Records of labeled points:

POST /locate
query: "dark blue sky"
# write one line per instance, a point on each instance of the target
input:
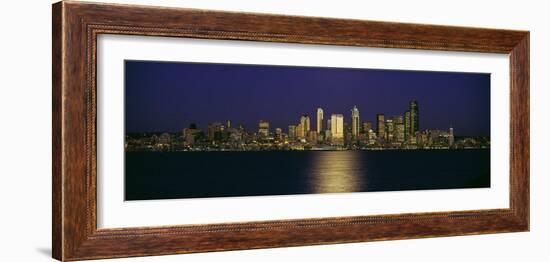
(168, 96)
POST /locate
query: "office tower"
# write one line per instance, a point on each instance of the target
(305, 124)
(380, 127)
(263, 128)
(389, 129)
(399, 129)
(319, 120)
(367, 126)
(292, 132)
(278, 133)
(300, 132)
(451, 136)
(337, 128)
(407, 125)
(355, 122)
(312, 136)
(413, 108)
==
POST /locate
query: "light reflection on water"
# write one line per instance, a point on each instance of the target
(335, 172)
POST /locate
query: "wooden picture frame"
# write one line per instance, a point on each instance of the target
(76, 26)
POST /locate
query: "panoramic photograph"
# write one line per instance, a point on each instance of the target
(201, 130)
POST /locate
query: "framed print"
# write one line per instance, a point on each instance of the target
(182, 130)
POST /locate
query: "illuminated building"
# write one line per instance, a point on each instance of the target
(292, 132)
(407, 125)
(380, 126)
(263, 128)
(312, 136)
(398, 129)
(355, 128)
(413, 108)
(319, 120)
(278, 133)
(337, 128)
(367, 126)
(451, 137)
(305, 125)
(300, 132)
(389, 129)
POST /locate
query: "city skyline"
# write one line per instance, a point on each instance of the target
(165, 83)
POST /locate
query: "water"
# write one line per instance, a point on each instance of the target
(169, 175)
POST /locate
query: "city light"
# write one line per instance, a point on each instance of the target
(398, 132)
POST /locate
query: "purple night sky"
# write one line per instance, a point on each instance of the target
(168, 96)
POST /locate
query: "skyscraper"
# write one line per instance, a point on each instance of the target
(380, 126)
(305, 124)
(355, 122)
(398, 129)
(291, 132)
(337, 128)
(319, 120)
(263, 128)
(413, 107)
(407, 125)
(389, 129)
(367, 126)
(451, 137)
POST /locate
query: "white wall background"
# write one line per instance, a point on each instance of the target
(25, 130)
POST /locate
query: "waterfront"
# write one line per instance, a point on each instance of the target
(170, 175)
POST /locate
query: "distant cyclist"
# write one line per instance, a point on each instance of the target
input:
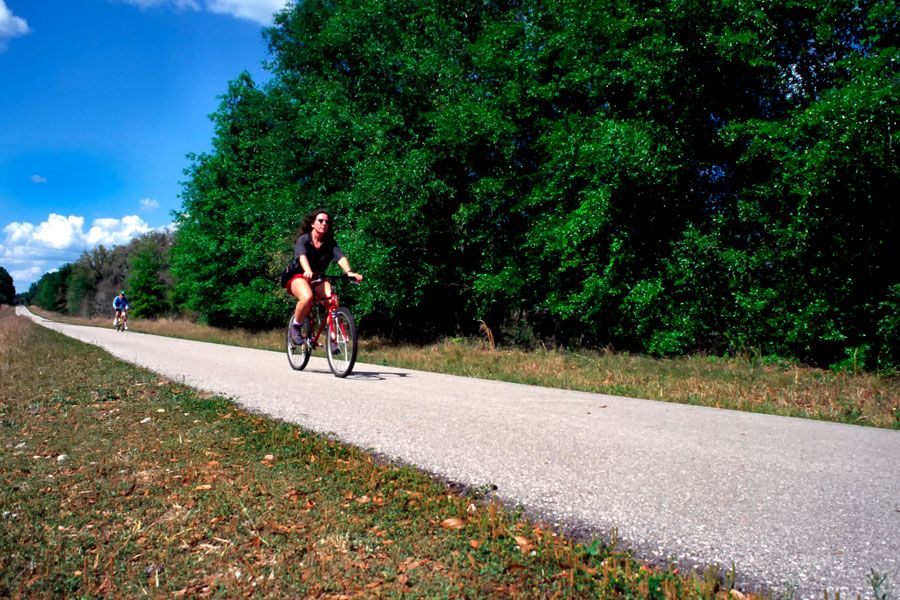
---
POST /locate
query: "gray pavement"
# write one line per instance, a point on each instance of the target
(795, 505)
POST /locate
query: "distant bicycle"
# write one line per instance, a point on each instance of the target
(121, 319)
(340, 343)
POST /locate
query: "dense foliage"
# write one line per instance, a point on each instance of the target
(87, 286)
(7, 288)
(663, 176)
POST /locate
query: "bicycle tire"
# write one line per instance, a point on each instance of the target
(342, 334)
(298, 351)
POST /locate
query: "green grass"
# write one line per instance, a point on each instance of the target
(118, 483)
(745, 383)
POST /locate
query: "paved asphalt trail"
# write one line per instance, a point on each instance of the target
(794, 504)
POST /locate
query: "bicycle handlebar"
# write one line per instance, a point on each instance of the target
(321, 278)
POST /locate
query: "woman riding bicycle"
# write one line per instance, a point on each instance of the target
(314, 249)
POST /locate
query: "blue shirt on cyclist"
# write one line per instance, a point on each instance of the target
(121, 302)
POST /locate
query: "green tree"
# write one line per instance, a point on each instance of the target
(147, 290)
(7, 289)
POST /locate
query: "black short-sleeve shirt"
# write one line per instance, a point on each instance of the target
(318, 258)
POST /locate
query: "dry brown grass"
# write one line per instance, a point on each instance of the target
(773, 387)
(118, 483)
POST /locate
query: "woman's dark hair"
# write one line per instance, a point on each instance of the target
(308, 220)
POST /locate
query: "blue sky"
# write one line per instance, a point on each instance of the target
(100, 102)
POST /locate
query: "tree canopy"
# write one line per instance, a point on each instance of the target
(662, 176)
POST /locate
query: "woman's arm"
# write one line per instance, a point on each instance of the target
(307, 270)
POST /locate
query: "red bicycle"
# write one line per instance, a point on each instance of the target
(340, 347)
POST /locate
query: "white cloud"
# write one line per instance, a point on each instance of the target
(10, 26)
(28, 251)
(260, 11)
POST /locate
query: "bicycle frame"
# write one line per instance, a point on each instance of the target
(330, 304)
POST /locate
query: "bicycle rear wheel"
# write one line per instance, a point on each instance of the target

# Brief
Which lines in the entries contain the word "woman"? List each one in full.

# Solution for this task
query: "woman riding bicycle"
query: "woman's dark hair"
query: "woman's arm"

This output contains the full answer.